*** Raw data ***
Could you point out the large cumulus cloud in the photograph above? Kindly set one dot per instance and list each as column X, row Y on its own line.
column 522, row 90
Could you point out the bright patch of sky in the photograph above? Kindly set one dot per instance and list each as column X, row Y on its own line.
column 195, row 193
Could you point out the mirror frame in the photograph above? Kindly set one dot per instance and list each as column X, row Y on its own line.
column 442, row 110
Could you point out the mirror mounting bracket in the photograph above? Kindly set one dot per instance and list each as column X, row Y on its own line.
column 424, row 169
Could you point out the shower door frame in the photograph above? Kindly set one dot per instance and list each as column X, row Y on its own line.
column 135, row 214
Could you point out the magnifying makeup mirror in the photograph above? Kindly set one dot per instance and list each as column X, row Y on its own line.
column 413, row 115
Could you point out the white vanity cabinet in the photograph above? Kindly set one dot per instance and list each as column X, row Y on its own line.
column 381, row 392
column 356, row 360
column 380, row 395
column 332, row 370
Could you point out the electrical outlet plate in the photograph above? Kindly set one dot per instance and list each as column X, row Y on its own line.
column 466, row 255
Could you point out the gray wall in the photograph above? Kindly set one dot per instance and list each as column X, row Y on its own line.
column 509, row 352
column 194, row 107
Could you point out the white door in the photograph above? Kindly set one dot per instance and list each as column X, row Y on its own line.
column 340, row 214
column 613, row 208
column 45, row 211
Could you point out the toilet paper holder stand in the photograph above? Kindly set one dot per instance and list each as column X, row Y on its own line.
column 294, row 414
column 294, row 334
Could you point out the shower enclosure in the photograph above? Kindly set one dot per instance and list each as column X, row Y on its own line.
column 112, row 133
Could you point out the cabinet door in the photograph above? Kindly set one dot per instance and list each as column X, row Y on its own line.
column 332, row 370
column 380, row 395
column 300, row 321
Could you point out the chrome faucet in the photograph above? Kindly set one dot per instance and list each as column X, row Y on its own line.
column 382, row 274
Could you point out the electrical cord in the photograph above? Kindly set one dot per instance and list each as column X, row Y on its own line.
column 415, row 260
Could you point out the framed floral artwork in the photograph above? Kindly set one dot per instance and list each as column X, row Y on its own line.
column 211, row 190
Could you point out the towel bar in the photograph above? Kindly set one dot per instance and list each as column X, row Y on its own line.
*** End of Raw data ***
§ What to produce:
Please return, exactly as written, the line containing "Could you point out the framed" and every line after it through the end of the records above, and nothing else.

§ Written answer:
Could you point out the framed floral artwork in the photograph above? Kindly set one dot per instance and list each as column X, row Y on its own line.
column 211, row 190
Could you point out the towel bar in the photograph above? Kindly set one dot per instance and list each as column X, row Y on its own line.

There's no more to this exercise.